— Stated problem —
Pull out every line in the items below that contains the word "dark". Case counts, so match capitals and lowercase letters precisely.

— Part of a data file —
* * *

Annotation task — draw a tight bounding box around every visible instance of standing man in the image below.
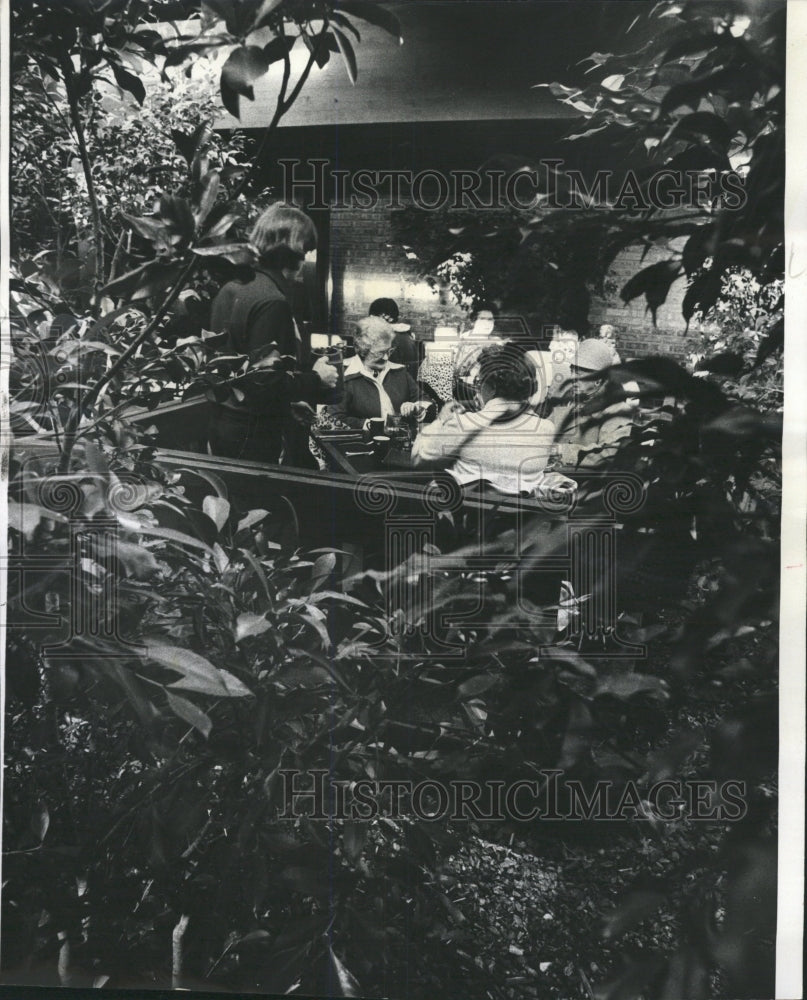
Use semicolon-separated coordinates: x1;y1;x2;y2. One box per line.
208;202;338;468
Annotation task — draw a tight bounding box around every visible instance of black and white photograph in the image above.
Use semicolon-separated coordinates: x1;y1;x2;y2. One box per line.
0;0;807;1000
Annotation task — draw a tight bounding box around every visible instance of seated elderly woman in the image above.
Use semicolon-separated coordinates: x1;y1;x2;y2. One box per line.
328;316;424;427
412;344;555;494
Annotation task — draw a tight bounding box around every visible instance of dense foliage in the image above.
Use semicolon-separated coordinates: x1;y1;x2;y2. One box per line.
3;0;781;1000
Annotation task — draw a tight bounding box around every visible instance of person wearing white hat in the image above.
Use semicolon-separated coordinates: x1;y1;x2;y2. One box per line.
558;338;639;469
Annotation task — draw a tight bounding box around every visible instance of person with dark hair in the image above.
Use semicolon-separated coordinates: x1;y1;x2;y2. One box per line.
367;299;401;323
208;202;338;468
329;316;428;427
412;343;555;494
452;302;502;406
367;299;420;379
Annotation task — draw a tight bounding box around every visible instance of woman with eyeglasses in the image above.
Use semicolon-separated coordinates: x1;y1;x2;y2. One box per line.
329;316;430;427
208;202;338;468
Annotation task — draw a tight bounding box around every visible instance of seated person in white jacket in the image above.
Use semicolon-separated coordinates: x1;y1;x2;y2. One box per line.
412;344;555;494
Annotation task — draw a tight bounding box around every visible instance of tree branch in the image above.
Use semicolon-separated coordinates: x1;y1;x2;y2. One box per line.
59;49;104;295
59;257;199;474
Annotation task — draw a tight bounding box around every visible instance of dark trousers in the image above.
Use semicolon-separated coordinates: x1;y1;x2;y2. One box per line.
207;406;319;469
207;406;284;465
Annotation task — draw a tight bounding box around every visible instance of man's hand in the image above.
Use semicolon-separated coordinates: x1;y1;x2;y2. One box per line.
312;357;339;389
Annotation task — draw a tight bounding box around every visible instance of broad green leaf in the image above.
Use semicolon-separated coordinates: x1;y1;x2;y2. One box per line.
117;513;213;556
202;496;230;531
121;212;170;248
196;170;220;225
165;691;213;739
339;0;403;45
253;0;283;29
457;674;498;698
143;642;229;697
115;541;159;580
219;45;269;118
594;674;669;701
191;243;253;264
110;63;146;105
235;510;269;532
311;552;336;591
235;611;272;642
219;670;252;698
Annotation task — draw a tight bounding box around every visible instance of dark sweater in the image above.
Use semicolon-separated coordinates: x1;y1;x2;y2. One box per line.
210;270;332;417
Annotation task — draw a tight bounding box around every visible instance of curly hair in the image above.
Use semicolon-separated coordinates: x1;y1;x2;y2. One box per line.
468;302;499;323
249;201;317;268
353;316;395;361
478;343;536;403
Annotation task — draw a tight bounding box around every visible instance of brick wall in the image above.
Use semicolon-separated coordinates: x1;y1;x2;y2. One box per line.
330;208;686;359
330;208;463;340
589;247;691;360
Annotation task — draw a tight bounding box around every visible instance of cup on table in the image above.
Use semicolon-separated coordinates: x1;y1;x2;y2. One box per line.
366;417;386;441
373;434;392;465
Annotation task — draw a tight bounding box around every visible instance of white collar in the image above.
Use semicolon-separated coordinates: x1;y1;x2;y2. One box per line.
344;354;403;381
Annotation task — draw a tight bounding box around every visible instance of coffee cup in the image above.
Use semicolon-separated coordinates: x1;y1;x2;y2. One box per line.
367;417;386;441
373;434;392;463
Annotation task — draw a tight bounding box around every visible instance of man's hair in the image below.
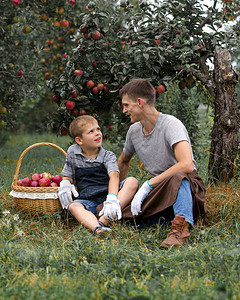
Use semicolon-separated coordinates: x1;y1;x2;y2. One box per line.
69;115;97;139
120;78;156;105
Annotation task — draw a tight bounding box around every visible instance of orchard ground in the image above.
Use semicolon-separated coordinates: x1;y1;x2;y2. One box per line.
0;121;240;300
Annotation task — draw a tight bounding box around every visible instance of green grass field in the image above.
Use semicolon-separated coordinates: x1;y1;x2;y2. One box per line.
0;133;240;300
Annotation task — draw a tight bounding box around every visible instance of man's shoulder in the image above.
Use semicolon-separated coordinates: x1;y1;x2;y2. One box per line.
128;122;142;133
159;113;182;125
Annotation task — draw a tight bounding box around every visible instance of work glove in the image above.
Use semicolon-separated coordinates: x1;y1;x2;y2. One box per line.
99;194;122;221
131;180;153;216
58;179;78;209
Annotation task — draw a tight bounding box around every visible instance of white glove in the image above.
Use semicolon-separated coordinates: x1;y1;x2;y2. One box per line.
131;180;153;216
99;194;122;221
58;179;78;209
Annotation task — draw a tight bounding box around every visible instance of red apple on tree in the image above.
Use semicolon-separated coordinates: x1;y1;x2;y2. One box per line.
92;86;98;95
87;80;95;89
52;95;59;103
61;20;68;27
13;0;20;6
66;100;75;110
60;128;68;136
103;85;109;93
79;24;87;33
72;91;77;98
97;83;104;91
74;70;83;76
91;30;101;40
79;109;86;116
157;84;165;94
178;81;187;90
71;108;79;117
175;30;181;35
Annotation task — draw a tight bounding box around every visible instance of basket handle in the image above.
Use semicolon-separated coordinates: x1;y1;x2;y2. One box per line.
13;142;66;185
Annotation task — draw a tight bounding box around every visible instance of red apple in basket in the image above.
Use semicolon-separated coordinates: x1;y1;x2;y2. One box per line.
52;175;62;185
31;173;41;181
39;177;51;187
17;179;22;186
22;177;31;186
40;172;52;180
30;180;39;187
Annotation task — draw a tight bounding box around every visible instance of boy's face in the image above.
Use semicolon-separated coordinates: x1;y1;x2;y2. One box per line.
75;121;102;150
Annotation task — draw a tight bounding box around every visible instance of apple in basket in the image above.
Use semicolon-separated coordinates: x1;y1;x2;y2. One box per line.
22;177;31;186
40;172;52;180
30;180;39;187
31;173;41;181
38;177;51;187
17;179;22;186
52;175;62;185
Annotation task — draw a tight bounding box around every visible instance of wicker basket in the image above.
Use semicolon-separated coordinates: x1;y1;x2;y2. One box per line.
10;143;66;215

* * *

— Written answer —
Annotation task — draw a tight bounding box around every visible instance of person with dark hair in the image above.
Annotation task — draw a tight bounding box around every visible instance of dark trousers in the image above.
Annotation task — draw a tight bounding box around every visible instance of dark sweater in the image above.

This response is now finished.